> Task item: How many lines of the records hold the string "below"? Reply with the number alone.

> Data for review:
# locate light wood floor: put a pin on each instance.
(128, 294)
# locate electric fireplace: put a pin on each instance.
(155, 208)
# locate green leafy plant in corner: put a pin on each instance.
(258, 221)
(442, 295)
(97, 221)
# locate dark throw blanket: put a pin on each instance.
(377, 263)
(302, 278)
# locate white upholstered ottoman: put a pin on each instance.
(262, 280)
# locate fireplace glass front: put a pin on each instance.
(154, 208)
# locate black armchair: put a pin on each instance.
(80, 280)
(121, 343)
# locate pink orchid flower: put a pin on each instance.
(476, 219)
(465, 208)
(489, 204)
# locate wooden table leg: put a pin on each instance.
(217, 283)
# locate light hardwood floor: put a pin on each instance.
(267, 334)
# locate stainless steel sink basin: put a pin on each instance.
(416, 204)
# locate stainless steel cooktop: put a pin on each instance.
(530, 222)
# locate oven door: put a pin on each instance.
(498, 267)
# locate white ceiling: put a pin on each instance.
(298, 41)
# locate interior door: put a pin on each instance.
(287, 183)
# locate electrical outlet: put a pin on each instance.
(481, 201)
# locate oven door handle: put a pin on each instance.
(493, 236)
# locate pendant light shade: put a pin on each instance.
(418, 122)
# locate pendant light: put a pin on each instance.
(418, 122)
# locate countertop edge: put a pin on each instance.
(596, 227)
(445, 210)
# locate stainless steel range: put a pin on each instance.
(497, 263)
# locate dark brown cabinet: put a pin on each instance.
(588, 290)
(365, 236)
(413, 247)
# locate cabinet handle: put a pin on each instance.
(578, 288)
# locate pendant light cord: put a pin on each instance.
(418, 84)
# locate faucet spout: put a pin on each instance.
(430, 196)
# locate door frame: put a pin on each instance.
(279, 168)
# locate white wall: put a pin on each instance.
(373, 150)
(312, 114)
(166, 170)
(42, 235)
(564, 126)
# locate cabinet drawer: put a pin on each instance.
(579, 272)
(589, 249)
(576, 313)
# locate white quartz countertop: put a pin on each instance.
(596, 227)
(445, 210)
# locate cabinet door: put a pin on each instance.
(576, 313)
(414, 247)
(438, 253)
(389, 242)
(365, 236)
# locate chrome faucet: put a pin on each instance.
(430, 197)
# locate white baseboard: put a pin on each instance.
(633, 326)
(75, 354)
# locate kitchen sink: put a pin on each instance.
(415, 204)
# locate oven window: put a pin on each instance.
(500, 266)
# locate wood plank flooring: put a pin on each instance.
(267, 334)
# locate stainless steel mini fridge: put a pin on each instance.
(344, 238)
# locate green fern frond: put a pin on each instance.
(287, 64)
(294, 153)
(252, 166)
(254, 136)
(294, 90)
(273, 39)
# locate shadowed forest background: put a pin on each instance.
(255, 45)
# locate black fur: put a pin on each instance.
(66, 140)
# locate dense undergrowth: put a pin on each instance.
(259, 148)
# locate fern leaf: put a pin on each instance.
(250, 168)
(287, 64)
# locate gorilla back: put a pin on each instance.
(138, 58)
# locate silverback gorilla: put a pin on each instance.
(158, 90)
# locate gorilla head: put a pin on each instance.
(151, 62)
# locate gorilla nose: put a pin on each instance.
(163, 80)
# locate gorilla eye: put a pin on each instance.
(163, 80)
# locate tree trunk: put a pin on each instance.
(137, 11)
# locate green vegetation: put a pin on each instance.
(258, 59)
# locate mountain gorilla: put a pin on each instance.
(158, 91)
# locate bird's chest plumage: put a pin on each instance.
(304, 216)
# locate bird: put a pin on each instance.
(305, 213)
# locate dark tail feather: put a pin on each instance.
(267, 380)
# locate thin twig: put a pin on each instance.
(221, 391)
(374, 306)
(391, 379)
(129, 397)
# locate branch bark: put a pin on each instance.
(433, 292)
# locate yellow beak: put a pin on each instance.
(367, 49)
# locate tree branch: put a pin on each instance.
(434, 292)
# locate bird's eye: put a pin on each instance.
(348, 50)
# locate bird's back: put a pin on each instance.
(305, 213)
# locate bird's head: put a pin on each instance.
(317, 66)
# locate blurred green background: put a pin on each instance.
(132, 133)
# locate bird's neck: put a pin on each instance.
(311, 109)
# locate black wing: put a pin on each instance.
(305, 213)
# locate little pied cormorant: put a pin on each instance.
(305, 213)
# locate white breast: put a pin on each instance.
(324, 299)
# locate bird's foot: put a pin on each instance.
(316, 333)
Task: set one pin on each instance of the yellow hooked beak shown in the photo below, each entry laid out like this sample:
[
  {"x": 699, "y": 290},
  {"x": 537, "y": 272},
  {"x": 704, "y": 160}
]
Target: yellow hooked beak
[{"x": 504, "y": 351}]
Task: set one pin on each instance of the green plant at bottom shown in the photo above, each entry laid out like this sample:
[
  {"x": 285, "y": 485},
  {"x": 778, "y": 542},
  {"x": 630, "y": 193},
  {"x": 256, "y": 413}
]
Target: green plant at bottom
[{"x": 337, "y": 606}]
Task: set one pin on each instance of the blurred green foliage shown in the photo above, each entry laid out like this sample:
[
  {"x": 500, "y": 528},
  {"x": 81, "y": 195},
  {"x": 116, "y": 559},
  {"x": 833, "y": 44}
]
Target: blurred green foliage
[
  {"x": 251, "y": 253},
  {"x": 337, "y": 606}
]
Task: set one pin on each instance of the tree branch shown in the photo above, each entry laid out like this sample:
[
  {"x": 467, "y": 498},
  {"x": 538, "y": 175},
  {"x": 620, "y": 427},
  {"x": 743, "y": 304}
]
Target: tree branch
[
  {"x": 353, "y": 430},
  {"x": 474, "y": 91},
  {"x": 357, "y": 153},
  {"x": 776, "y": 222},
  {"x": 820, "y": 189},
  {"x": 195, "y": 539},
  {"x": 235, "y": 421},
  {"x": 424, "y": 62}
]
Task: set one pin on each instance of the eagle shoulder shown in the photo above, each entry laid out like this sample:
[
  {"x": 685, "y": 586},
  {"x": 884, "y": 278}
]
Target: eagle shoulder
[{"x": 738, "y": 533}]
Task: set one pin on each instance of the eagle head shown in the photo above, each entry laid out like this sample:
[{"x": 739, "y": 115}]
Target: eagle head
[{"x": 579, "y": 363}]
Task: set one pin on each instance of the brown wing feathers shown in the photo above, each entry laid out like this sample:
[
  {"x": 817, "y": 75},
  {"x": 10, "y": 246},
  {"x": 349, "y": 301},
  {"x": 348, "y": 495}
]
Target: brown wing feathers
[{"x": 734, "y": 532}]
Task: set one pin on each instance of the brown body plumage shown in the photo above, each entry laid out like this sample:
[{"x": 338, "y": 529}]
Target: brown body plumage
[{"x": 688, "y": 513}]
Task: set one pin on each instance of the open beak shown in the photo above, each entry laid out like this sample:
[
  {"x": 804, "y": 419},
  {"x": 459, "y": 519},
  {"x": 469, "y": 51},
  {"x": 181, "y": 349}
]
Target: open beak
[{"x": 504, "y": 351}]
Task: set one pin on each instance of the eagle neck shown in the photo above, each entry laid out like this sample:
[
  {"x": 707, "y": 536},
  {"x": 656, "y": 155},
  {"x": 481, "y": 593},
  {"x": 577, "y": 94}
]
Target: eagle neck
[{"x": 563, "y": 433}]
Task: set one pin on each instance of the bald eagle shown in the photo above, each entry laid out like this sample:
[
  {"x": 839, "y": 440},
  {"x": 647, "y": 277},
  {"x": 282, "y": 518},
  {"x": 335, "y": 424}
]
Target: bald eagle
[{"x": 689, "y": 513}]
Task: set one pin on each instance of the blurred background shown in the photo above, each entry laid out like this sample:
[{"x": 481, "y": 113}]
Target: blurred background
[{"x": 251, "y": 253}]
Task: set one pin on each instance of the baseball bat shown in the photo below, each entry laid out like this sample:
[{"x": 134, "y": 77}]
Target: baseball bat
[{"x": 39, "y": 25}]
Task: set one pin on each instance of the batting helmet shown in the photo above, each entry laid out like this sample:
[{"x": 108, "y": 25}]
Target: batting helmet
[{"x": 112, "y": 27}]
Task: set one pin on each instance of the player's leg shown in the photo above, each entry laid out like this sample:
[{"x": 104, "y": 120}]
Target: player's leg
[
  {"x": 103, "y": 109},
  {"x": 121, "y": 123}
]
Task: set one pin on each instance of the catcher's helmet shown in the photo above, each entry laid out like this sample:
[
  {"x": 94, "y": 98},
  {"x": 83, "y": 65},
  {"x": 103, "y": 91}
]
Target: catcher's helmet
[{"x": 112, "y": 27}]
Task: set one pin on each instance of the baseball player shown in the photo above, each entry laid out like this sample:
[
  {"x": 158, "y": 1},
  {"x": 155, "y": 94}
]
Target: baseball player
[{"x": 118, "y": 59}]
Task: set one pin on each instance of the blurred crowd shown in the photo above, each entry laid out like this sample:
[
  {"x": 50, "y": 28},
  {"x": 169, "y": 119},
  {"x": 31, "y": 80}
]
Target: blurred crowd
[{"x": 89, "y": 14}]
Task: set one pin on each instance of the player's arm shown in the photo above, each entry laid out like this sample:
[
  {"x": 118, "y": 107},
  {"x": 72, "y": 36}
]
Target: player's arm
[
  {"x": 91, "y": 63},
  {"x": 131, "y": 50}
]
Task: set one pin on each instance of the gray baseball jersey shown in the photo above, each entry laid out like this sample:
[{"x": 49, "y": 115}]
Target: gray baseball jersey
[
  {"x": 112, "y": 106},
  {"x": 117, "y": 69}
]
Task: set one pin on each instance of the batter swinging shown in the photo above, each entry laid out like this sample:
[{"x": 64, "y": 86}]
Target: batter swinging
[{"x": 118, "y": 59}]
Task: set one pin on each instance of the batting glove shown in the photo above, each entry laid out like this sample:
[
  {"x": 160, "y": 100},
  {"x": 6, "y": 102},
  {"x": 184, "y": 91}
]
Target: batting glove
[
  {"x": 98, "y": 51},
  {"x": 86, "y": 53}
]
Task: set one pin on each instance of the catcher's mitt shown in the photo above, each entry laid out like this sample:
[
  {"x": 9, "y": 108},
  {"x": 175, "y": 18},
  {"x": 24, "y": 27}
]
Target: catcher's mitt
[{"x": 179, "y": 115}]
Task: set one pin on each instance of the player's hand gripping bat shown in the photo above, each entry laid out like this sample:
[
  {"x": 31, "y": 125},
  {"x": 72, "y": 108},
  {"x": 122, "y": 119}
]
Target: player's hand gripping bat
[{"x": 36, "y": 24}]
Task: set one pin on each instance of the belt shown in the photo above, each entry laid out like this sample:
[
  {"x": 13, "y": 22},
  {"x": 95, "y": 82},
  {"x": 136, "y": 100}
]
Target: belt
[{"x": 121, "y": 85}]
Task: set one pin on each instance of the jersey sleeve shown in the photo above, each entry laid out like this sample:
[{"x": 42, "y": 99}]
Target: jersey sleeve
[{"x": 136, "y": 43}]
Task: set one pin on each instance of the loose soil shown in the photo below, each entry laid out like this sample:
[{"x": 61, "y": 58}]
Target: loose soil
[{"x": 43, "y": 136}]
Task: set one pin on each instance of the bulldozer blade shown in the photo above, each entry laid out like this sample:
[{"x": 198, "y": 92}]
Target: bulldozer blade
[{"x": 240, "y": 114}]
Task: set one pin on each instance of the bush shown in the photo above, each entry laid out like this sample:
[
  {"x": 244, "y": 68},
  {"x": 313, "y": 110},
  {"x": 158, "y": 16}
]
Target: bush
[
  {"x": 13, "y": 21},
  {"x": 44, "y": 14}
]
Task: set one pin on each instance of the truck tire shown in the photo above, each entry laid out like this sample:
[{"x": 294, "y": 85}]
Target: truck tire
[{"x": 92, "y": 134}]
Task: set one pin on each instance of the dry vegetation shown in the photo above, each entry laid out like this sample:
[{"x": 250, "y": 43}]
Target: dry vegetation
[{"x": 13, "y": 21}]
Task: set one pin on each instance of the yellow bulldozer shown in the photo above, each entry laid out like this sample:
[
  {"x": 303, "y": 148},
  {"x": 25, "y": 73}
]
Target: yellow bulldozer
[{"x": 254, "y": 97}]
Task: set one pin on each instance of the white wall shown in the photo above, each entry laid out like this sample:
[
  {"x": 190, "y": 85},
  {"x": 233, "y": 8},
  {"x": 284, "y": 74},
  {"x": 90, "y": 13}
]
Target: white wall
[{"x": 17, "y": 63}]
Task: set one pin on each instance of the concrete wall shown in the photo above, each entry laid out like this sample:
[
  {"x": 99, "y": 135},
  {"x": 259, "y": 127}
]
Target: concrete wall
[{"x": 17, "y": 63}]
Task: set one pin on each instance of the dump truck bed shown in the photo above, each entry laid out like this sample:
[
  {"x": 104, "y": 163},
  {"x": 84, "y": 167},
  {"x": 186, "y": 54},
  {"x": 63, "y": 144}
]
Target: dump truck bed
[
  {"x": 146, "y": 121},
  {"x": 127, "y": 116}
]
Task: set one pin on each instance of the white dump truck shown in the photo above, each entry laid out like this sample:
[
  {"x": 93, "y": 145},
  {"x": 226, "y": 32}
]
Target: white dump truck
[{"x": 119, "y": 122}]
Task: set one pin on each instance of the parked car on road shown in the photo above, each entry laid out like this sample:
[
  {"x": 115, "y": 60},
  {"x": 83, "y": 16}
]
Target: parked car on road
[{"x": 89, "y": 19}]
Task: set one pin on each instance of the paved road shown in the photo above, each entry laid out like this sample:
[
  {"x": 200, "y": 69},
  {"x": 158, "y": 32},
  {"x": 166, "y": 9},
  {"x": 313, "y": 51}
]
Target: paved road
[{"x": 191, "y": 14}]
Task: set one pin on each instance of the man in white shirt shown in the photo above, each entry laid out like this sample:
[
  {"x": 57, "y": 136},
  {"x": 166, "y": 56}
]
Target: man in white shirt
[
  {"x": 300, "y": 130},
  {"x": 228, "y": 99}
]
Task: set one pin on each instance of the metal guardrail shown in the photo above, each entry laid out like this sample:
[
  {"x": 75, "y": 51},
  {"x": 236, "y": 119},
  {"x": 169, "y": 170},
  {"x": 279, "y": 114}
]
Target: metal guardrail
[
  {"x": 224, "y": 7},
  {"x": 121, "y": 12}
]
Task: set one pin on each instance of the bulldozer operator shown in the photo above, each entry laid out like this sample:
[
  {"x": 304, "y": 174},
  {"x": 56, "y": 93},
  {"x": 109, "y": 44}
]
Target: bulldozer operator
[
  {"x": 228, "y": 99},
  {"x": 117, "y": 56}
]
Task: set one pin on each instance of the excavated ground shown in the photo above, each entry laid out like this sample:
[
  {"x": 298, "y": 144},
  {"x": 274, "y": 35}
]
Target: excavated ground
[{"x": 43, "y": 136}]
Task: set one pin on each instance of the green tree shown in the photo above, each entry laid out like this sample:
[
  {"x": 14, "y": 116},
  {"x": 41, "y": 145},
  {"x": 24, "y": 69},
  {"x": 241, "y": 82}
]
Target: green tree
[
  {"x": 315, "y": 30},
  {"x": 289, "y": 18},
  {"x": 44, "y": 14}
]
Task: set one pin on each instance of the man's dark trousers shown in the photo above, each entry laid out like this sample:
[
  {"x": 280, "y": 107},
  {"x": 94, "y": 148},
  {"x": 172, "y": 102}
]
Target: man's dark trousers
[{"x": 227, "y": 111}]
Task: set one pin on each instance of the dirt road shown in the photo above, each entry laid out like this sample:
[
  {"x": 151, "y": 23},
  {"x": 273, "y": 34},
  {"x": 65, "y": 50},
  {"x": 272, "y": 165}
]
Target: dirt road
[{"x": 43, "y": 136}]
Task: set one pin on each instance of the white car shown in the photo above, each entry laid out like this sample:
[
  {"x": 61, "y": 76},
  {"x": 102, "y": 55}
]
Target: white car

> Answer to this exercise: 3